Язык живет, дышит, выбрасывает на берег, как морская волна, то мусор, то драгоценную жемчужину, то дохлую рыбу. И пусть живет.

 

ГАЛИНА ЩЕРБАКОВА

Видит Бог, я не собиралась отвечать на эту анкету. Ну куда мне? Столько молодых и рьяных знают и умеют сказать про это так, что мне и не снилось. К тому же на столе у меня дивная книга — двуязычный журнал по русской и теоретической филологии “Philologica” и в нем — Цявловский со своим исследованием знаменитой баллады “Тень Баркова”. Уж сказано так сказано. Но прелесть жизни в России — в непредсказуемости моментов этой жизни, в чистой игре в наперсток, когда не знаешь, как тебя подставят и чем возбудят.

Вот и со мной. Живу себе тихо и целомудренно, чиню свой примус, никого не трогаю и анкетку “Нового мира” отодвигаю от себя подальше, как мне не присталую.

Но Россия! Но жизнь! Но наперсток!

━━━━━━

▶ [ЗАДАНИЕ 1] Какой журнал, согласно тексту, лежит на столе у автора?
▶ [ЗАДАНИЕ 2] Назовите всё, что, по словам текста, язык выбрасывает на берег, подобно морской волне.
Список для этих заданий не нужен.

▶ [ИСХОДНЫЙ СПИСОК]

━━━━━━

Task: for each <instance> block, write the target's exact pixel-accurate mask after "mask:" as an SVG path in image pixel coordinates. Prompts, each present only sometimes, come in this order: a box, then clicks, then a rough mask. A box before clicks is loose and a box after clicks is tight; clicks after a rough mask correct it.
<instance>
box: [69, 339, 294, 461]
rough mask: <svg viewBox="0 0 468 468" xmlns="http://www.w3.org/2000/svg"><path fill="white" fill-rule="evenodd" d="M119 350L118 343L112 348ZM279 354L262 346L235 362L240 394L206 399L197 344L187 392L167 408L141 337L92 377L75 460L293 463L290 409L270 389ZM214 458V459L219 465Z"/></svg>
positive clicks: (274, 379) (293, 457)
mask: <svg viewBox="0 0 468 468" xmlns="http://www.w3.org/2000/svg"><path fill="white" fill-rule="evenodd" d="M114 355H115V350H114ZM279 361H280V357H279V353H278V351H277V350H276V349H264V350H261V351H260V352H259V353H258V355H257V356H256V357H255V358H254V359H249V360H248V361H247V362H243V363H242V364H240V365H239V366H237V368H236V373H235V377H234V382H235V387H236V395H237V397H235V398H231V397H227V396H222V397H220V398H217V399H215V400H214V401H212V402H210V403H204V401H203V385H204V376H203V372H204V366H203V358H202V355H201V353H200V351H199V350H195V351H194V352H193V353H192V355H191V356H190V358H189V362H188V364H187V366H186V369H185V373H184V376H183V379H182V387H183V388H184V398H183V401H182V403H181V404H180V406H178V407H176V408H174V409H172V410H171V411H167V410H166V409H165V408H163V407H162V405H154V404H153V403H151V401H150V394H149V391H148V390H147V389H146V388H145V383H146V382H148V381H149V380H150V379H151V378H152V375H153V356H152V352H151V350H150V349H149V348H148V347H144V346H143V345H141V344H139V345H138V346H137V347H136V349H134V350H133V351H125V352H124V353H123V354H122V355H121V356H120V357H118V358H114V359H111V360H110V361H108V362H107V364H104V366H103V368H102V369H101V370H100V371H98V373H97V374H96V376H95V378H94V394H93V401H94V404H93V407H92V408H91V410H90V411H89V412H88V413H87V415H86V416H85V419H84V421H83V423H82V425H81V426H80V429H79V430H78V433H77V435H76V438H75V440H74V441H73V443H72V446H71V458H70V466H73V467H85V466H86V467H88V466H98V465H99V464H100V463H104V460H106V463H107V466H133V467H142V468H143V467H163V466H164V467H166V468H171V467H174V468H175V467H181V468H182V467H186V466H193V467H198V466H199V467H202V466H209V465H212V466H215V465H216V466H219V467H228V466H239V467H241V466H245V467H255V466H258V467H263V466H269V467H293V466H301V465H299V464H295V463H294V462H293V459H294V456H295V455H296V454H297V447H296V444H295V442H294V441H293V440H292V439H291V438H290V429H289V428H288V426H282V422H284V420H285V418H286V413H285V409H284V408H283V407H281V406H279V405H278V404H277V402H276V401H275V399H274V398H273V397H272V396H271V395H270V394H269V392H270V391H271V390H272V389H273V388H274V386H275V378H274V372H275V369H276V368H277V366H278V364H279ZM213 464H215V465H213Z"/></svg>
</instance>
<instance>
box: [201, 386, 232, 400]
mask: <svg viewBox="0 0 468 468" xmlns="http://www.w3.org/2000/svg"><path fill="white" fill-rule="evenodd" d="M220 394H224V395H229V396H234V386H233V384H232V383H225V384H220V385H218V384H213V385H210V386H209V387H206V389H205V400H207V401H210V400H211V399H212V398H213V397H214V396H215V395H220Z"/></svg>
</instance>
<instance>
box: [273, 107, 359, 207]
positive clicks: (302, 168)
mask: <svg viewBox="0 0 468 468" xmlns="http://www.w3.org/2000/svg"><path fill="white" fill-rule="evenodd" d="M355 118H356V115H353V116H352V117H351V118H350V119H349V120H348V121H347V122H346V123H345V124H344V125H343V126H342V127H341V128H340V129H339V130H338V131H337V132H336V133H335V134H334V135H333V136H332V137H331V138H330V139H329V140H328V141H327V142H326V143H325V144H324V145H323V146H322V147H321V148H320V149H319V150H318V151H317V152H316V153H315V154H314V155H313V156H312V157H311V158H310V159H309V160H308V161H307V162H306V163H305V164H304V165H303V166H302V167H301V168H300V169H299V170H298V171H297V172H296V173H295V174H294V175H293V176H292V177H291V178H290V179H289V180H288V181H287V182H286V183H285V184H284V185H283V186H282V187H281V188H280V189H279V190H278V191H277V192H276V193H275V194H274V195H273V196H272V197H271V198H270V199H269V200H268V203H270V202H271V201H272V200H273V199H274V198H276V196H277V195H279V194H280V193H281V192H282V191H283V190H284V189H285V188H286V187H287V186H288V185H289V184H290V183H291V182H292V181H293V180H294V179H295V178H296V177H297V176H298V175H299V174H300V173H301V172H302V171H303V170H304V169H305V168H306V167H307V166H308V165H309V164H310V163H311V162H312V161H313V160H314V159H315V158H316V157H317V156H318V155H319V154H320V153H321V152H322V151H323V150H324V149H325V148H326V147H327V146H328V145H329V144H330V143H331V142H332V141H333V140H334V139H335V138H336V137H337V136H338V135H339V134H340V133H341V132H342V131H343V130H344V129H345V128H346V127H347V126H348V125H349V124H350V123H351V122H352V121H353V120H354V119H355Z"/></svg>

━━━━━━

▶ [ОТВЕТ 1] Двуязычный журнал по русской и теоретической филологии “Philologica”.

▶ [ОТВЕТ 2] Мусор, драгоценную жемчужину, дохлую рыбу.